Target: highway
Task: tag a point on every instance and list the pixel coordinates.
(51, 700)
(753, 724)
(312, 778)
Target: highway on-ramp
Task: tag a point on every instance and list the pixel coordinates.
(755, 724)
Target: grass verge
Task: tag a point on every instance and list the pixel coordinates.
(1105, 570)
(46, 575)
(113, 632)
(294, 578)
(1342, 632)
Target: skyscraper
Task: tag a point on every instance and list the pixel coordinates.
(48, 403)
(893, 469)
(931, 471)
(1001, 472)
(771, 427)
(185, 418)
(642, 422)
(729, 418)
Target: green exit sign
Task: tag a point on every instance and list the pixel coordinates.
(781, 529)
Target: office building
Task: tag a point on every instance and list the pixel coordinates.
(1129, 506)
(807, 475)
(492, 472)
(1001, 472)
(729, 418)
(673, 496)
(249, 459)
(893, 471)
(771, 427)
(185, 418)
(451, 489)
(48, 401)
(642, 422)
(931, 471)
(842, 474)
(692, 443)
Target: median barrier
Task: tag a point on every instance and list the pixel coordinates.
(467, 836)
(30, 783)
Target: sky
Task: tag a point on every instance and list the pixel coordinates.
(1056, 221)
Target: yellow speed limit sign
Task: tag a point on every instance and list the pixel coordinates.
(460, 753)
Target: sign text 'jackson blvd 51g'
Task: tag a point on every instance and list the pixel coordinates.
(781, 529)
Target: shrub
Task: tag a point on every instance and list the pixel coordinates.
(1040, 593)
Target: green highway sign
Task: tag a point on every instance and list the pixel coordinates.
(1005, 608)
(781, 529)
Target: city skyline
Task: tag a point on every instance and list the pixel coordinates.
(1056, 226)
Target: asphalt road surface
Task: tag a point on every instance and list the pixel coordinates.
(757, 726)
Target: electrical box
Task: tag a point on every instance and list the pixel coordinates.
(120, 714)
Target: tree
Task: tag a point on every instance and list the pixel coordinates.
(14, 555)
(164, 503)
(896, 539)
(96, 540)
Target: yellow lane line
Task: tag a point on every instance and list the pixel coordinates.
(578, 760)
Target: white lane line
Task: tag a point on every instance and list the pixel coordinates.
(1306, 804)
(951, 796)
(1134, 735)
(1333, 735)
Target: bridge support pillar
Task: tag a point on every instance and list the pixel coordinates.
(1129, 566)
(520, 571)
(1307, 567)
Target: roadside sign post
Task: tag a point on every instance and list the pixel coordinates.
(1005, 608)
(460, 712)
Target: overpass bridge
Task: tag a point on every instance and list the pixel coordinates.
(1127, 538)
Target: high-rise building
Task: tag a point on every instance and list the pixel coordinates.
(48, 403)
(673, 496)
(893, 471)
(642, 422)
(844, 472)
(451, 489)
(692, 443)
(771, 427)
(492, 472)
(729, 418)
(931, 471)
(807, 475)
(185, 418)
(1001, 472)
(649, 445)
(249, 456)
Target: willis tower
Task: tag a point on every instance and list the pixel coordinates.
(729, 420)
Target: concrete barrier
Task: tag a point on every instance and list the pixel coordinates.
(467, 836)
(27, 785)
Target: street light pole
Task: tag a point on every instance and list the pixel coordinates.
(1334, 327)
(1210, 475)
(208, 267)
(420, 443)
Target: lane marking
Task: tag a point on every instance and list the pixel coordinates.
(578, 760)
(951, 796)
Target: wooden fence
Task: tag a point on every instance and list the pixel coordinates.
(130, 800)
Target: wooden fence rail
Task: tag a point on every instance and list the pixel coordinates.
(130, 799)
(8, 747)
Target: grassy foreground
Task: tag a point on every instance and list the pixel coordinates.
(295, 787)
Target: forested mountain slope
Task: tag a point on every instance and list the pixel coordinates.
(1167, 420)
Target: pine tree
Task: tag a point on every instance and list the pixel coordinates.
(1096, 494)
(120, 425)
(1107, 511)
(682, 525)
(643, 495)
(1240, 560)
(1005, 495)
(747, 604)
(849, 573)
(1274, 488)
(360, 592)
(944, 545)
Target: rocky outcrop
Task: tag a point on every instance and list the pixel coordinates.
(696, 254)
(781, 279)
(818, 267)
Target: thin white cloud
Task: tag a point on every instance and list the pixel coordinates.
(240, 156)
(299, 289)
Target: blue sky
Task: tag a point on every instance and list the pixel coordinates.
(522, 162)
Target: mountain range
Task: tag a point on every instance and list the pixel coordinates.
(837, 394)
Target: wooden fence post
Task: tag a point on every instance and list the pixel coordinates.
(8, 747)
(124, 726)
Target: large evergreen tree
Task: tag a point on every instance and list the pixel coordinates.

——

▶ TASK TO COMPLETE:
Retype the data exactly as given.

▶ FINISHED EXERCISE:
Target: highway
Task: tag a point on every instance and list the pixel coordinates.
(51, 700)
(753, 724)
(312, 778)
Target: highway on-ramp
Task: tag a point on every instance and list the pixel coordinates.
(755, 724)
Target: grass verge
Task: tag a point on every instance and list the pixel coordinates.
(1105, 570)
(46, 575)
(113, 632)
(294, 578)
(1342, 632)
Target: skyscraper
Task: tag a point on every instance and list the pixel coordinates.
(48, 403)
(893, 469)
(931, 471)
(1001, 472)
(771, 427)
(185, 418)
(642, 422)
(729, 418)
Target: green exit sign
Task: tag a point on every instance and list the pixel coordinates.
(781, 529)
Target: office building
Task: tag a point on every instance and list the pixel coordinates.
(1129, 506)
(807, 475)
(492, 472)
(1001, 472)
(729, 418)
(673, 496)
(249, 459)
(893, 471)
(771, 427)
(185, 418)
(451, 489)
(48, 401)
(642, 422)
(931, 471)
(842, 474)
(692, 443)
Target: median barrier
Task: tag a point on every instance and list the pixel coordinates.
(467, 836)
(30, 783)
Target: sky
Task: tag a point on every instance and list the pixel coordinates.
(1056, 221)
Target: yellow speed limit sign
Task: tag a point on every instance and list the pixel coordinates.
(460, 753)
Target: sign text 'jackson blvd 51g'
Task: tag a point on every instance and list the pixel coordinates.
(781, 529)
Target: shrub
Task: tag a point on every instance and list the pixel coordinates.
(1040, 593)
Target: green highway sign
Task: tag a point on every instance and list the pixel coordinates.
(1005, 608)
(781, 529)
Target: city skyline
Task: tag a point on every instance and list the pixel coordinates.
(1056, 226)
Target: asphalt road surface
Task: tag a point on every instance and list the pixel coordinates.
(757, 726)
Target: electrical box
Task: tag a point on every instance and list the pixel coordinates.
(120, 714)
Target: tree
Task: tag a point on every instance and list the pixel coordinates.
(14, 555)
(164, 503)
(896, 539)
(96, 540)
Target: yellow lane line
Task: tag a point on every instance and list the pixel coordinates.
(578, 760)
Target: white lane line
Task: tag a point on every instance and list the pixel coordinates.
(1306, 804)
(951, 796)
(1134, 735)
(1333, 735)
Target: bridge support pillar
Task: tag a point on every instance and list the pixel coordinates.
(1129, 566)
(520, 571)
(1307, 567)
Target: roadside sign post
Task: tag a point on every instance and list the pixel coordinates.
(1005, 608)
(460, 712)
Target: overpass bridge
Task: tag a point on every instance and list the pixel coordinates.
(1127, 538)
Target: high-rise building
Task: tag a point on every instance and list the pixel coordinates.
(48, 403)
(673, 496)
(893, 471)
(642, 422)
(844, 472)
(451, 489)
(692, 443)
(771, 427)
(492, 472)
(729, 418)
(931, 471)
(807, 475)
(185, 418)
(1001, 472)
(649, 445)
(249, 456)
Target: willis tower
Task: tag a point on every instance and list the pixel coordinates.
(729, 420)
Target: concrete barrier
Task: tag a point on every instance and list the pixel coordinates.
(467, 836)
(27, 785)
Target: street light pole
Task: tag a point on every instance and list the pixel coordinates.
(1334, 327)
(1210, 475)
(208, 267)
(420, 443)
Target: lane marking
Task: tag a point on every instance and list the pixel coordinates.
(578, 760)
(951, 796)
Target: wooden fence
Task: tag a point on every instance and list the pixel coordinates.
(130, 800)
Target: wooden fence rail
Task: tag a point on every instance and list the pixel coordinates.
(130, 799)
(8, 747)
Target: grassy foreground
Task: tag a point on every instance and list the pixel coordinates.
(295, 787)
Target: forested mountain slope
Task: tag a point on every instance and list the pixel coordinates.
(1167, 420)
Target: pine tree
Task: tag a point on every instance and list the pixel coordinates.
(1096, 494)
(120, 425)
(1107, 511)
(682, 525)
(643, 495)
(1240, 560)
(1005, 495)
(747, 604)
(849, 573)
(1274, 488)
(360, 592)
(944, 545)
Target: rocky outcrop
Task: tag a point on every instance and list the pixel coordinates.
(696, 254)
(781, 279)
(818, 267)
Target: thin white cloud
Task: tag a point on every instance and list the pixel coordinates.
(240, 156)
(299, 289)
Target: blue sky
Task: tag a point on every instance and list the pixel coordinates.
(522, 162)
Target: mountain range
Task: tag a point on every instance and list the pixel coordinates.
(837, 394)
Target: wooden fence post
Task: tag a point on every instance and list the pixel coordinates.
(8, 747)
(124, 726)
Target: large evergreen tree
Task: tag a point on every instance and list the pixel coordinates.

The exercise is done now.